Omitting all pictures, copy word for word the lines from the line containing "compact form (463,241)." through the final line of the entries.

▶ **Entries from a point annotation set**

==*==

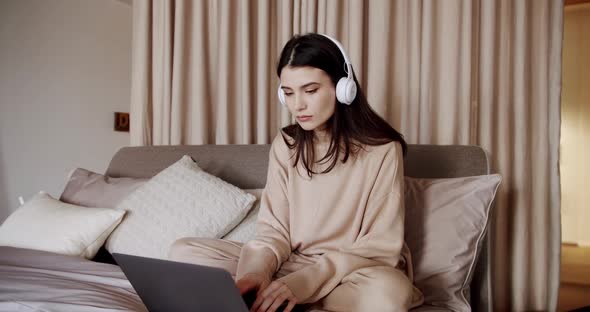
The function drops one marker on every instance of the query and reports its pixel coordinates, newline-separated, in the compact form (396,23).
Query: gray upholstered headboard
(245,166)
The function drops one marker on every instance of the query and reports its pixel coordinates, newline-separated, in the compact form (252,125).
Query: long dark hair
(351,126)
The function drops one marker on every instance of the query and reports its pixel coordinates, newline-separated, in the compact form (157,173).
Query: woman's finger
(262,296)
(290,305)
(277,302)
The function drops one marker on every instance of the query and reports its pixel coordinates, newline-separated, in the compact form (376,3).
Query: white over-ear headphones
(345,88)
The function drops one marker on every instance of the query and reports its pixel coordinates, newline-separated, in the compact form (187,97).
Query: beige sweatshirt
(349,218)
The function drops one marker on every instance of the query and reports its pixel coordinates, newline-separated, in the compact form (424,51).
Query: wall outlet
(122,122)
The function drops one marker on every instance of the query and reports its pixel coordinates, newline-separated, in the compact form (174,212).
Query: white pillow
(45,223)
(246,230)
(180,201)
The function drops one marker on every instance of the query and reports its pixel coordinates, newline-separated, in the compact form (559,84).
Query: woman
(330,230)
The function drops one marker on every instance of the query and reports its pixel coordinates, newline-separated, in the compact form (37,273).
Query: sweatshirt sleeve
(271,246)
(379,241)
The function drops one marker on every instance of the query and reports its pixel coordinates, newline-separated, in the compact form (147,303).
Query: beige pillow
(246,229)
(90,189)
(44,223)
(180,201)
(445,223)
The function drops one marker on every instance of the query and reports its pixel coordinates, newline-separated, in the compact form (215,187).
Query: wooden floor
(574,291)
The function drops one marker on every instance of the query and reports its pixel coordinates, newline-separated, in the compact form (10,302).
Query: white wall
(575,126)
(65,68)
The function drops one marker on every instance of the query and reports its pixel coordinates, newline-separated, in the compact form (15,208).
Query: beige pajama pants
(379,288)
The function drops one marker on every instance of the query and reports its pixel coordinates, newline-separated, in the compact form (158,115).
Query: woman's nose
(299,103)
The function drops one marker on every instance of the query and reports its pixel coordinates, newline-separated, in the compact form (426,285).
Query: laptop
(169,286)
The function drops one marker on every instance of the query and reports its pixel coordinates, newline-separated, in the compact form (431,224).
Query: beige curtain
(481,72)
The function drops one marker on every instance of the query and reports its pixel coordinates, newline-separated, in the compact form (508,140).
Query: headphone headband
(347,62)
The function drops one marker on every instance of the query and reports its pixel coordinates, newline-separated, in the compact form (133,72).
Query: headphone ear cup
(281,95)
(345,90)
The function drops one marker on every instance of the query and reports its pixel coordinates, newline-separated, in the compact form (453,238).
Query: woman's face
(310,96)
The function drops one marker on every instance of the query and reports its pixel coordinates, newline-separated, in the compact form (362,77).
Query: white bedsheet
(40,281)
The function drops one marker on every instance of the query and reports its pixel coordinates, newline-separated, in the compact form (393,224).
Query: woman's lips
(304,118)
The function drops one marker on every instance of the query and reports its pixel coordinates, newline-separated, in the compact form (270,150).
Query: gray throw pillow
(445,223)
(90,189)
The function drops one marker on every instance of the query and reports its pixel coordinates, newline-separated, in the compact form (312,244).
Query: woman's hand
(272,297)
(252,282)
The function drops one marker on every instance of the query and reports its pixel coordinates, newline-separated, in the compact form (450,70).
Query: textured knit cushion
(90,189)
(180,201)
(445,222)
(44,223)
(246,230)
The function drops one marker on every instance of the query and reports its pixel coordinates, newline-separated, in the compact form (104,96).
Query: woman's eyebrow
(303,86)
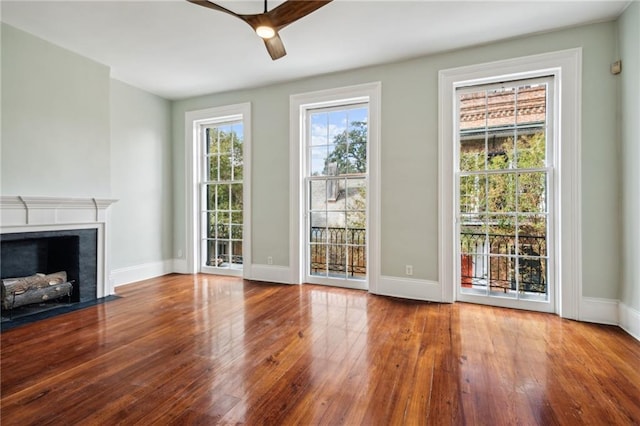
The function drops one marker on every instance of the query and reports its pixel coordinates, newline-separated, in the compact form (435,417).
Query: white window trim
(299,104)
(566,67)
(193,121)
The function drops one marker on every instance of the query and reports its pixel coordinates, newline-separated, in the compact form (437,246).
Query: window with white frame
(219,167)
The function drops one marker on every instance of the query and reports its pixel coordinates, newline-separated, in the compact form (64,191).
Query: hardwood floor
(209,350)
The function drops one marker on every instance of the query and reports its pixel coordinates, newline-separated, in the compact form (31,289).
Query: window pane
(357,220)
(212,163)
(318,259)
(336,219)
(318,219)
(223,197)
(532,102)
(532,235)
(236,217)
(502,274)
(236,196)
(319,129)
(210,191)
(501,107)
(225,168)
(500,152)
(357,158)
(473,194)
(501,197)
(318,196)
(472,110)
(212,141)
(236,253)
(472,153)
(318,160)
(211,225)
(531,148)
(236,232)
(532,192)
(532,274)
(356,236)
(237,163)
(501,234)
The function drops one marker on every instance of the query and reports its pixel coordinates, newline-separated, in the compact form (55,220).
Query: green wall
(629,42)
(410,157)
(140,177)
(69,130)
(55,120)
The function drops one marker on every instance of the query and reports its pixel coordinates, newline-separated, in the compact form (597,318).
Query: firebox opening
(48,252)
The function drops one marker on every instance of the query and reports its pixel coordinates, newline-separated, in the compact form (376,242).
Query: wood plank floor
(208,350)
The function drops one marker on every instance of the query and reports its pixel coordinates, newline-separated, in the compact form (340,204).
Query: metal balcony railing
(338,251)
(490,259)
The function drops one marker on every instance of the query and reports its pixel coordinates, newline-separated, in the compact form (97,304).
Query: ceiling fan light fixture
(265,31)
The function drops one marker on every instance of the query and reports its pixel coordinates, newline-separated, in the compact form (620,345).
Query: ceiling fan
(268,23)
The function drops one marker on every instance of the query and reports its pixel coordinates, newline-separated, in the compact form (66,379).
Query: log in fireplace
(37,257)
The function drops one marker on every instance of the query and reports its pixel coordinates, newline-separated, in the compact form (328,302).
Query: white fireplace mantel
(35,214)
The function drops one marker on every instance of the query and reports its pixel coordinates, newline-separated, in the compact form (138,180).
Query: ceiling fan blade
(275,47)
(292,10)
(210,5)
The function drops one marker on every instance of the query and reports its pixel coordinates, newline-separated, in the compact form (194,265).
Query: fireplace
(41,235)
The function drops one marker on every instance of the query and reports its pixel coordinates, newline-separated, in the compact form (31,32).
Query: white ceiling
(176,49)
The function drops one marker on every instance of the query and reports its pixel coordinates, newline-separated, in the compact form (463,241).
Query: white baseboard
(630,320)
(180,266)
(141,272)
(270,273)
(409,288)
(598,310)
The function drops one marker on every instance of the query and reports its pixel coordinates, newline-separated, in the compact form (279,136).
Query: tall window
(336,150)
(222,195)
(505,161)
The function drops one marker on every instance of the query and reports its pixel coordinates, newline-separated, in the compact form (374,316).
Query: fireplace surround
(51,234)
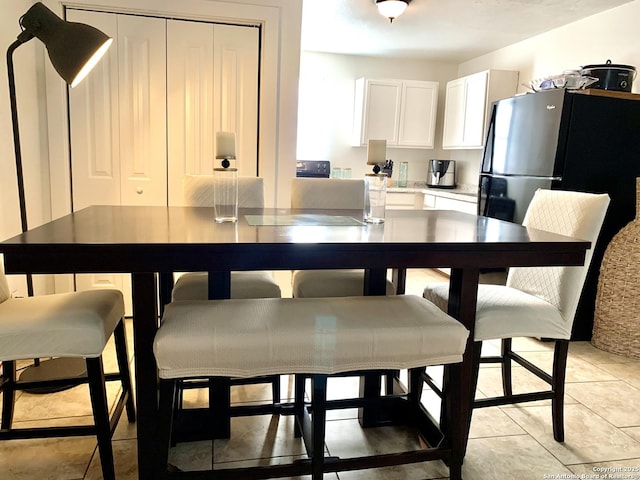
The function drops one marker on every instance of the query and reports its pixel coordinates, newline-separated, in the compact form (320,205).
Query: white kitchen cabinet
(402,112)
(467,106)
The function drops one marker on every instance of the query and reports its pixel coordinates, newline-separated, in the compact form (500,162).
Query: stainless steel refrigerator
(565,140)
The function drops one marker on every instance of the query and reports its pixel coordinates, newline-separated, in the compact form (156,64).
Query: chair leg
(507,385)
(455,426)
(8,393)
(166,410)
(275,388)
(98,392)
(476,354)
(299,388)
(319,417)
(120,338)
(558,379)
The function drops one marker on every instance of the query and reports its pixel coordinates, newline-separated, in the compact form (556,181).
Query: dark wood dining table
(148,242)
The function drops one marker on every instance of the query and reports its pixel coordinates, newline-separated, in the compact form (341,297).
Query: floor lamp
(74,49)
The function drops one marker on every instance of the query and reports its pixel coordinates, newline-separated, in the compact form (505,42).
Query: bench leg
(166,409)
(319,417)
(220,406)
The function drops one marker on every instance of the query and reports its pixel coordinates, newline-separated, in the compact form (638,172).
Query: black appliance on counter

==*==

▶ **Written answer**
The function drops one marker on every instance of the query and reports its pixel coordinates, newline-separated, in the compact form (463,241).
Query: white baseboard
(630,320)
(180,266)
(141,272)
(270,273)
(409,288)
(598,310)
The function drops one marker on every instance of the query and reports its pixel coordinates, newline-separated, in the compact form (279,136).
Query: tall window
(336,150)
(222,195)
(505,161)
The function drops one marker on every instance of the query and reports its pixel coordinates, newline-separated, in the compact form (374,316).
Query: fireplace surround
(51,234)
The function drops one marker on every instance of the query and reports its pixel coordinates, newline-separated, in the compact form (320,205).
Query: white kitchen cabinet
(402,112)
(467,106)
The function drops one marker on every instance of the query and reports its pixel coordinates, newline-separated, in the compact form (500,162).
Query: stainless steel refrigerator
(565,140)
The function drops one marker on every instance of the query and reports its pixel coordinates, newline-separated, in the compact form (156,64).
Query: chair leg
(507,385)
(455,426)
(8,393)
(166,410)
(275,388)
(98,392)
(476,354)
(299,388)
(319,417)
(120,338)
(558,379)
The function drops one marker on every instance of the query and reports its pixel coordinates, newline-separated, in the compact form (556,181).
Query: dark wood dining table
(148,242)
The function drops one marker on every instance of the query and reports its pixel coordinates, newline-separated, in the compact form (341,297).
Query: floor lamp
(74,49)
The function drops one marker on every instance of the query and reports its pixel coordinates, newline-separated, in the compact form (505,42).
Query: bench leg
(166,409)
(319,417)
(220,406)
The function drops one marker on every instance of the query and reports its pixel coordinates, newline-separated, in the compact form (638,172).
Query: black appliance on counter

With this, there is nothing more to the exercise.